**Material supplied:**
** BEGIN **

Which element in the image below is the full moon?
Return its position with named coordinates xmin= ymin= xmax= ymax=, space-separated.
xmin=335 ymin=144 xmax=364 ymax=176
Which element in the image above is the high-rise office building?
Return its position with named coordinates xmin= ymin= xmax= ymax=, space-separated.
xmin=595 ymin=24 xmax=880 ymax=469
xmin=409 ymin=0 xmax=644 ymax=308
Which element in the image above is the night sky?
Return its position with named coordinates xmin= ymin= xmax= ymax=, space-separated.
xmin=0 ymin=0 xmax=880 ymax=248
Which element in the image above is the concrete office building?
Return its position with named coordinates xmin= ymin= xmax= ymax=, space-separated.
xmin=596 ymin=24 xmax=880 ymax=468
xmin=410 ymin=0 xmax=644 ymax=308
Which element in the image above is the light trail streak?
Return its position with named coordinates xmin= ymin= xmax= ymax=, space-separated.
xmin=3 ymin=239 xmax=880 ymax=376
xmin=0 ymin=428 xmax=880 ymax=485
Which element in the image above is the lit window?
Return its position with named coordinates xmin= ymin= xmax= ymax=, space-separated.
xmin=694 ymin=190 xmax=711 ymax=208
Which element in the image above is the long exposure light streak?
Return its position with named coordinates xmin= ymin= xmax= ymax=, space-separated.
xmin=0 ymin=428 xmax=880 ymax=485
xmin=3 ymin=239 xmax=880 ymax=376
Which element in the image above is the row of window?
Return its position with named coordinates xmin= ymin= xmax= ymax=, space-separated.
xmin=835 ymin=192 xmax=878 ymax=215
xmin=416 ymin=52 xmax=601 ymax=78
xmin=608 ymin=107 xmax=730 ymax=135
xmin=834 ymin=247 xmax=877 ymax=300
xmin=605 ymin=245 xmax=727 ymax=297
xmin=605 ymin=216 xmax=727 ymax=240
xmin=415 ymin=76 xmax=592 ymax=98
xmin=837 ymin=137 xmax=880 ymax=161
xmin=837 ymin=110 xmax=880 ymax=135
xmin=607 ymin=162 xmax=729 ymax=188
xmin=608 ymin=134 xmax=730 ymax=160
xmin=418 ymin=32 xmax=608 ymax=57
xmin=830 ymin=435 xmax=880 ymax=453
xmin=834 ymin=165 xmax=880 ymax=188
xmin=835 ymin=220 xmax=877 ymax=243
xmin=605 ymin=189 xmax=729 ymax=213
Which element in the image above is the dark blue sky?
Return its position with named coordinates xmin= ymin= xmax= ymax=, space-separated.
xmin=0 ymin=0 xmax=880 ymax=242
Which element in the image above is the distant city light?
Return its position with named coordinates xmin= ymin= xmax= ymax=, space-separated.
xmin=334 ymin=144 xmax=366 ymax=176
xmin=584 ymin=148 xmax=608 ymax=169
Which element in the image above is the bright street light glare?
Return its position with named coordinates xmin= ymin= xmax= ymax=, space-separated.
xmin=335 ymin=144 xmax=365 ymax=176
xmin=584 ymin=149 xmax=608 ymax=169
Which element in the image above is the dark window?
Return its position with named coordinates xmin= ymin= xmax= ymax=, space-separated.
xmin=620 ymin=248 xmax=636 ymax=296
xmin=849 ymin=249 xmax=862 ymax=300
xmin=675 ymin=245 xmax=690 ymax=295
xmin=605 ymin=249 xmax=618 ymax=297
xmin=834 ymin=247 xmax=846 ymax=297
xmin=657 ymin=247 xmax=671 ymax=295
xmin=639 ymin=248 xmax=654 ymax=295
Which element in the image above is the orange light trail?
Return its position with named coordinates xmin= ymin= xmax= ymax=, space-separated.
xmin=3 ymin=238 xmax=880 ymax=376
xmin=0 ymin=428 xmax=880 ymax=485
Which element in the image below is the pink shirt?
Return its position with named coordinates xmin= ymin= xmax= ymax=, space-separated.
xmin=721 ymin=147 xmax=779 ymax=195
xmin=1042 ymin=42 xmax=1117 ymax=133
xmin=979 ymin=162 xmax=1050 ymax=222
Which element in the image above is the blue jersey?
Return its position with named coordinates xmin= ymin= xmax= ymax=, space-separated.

** END **

**Problem to solve:**
Emit the full listing verbatim.

**Solved exercise:**
Which element in the image below is the full moon?
Return its position with named coordinates xmin= ymin= xmax= ymax=, space-separated.
xmin=335 ymin=144 xmax=364 ymax=176
Which element in the image above is the high-rise office building?
Return its position with named coordinates xmin= ymin= xmax= ymax=, space-separated.
xmin=595 ymin=24 xmax=880 ymax=469
xmin=409 ymin=0 xmax=644 ymax=308
Which element in the image above is the night sky?
Return its position with named coordinates xmin= ymin= xmax= ymax=, space-separated.
xmin=0 ymin=0 xmax=880 ymax=248
Which element in the image above is the concrete office building?
Return its position with named coordinates xmin= ymin= xmax= ymax=, space-separated.
xmin=596 ymin=24 xmax=880 ymax=468
xmin=410 ymin=0 xmax=644 ymax=308
Which element in the image above is the light trail streak?
Return its position with named coordinates xmin= ymin= xmax= ymax=, space-separated.
xmin=3 ymin=239 xmax=880 ymax=376
xmin=0 ymin=428 xmax=880 ymax=485
Which element in the image above is the lit window?
Return its position with named coordinates xmin= ymin= xmax= ymax=, space-separated.
xmin=694 ymin=190 xmax=711 ymax=208
Which element in the image above is the long exposure light streak?
Return its position with named coordinates xmin= ymin= xmax= ymax=, space-separated.
xmin=0 ymin=428 xmax=880 ymax=485
xmin=3 ymin=239 xmax=880 ymax=376
Which element in the image above is the row of window?
Return its position with named coordinates xmin= ymin= xmax= ymax=, space-separated.
xmin=835 ymin=192 xmax=878 ymax=215
xmin=416 ymin=52 xmax=601 ymax=78
xmin=608 ymin=107 xmax=730 ymax=135
xmin=834 ymin=247 xmax=877 ymax=300
xmin=605 ymin=245 xmax=727 ymax=297
xmin=605 ymin=216 xmax=727 ymax=240
xmin=415 ymin=76 xmax=592 ymax=98
xmin=837 ymin=137 xmax=880 ymax=161
xmin=837 ymin=110 xmax=880 ymax=135
xmin=607 ymin=162 xmax=729 ymax=188
xmin=608 ymin=134 xmax=730 ymax=160
xmin=418 ymin=32 xmax=608 ymax=57
xmin=830 ymin=435 xmax=880 ymax=453
xmin=834 ymin=165 xmax=880 ymax=188
xmin=835 ymin=220 xmax=877 ymax=243
xmin=605 ymin=189 xmax=729 ymax=213
Which element in the image above is the dark blue sky?
Return its position with named coordinates xmin= ymin= xmax= ymax=, space-separated.
xmin=0 ymin=0 xmax=880 ymax=242
Which element in the image above is the distant city light?
Return its position with named coordinates xmin= ymin= xmax= ymax=, space-separated.
xmin=334 ymin=144 xmax=366 ymax=176
xmin=584 ymin=148 xmax=608 ymax=169
Which element in the image above is the bright street light glare?
Return its position with named coordinates xmin= ymin= xmax= ymax=, space-separated.
xmin=335 ymin=144 xmax=365 ymax=176
xmin=584 ymin=149 xmax=608 ymax=169
Which element in the image above is the dark window?
Return its position with named coordinates xmin= ymin= xmax= ymax=, space-separated.
xmin=620 ymin=248 xmax=636 ymax=296
xmin=849 ymin=249 xmax=862 ymax=300
xmin=675 ymin=245 xmax=690 ymax=295
xmin=605 ymin=249 xmax=618 ymax=297
xmin=834 ymin=247 xmax=846 ymax=297
xmin=657 ymin=247 xmax=671 ymax=295
xmin=639 ymin=248 xmax=654 ymax=295
Which element in the image above is the orange light trail?
Return its position with named coordinates xmin= ymin= xmax= ymax=, space-separated.
xmin=3 ymin=238 xmax=880 ymax=376
xmin=0 ymin=428 xmax=880 ymax=485
Which element in the image below is the pink shirt?
Return its position with named coordinates xmin= ymin= xmax= ymax=, space-separated.
xmin=721 ymin=147 xmax=779 ymax=195
xmin=1042 ymin=42 xmax=1117 ymax=133
xmin=979 ymin=162 xmax=1050 ymax=222
Which element in the image above is the blue jersey?
Return its position with named coordinates xmin= ymin= xmax= ymax=, space-separated.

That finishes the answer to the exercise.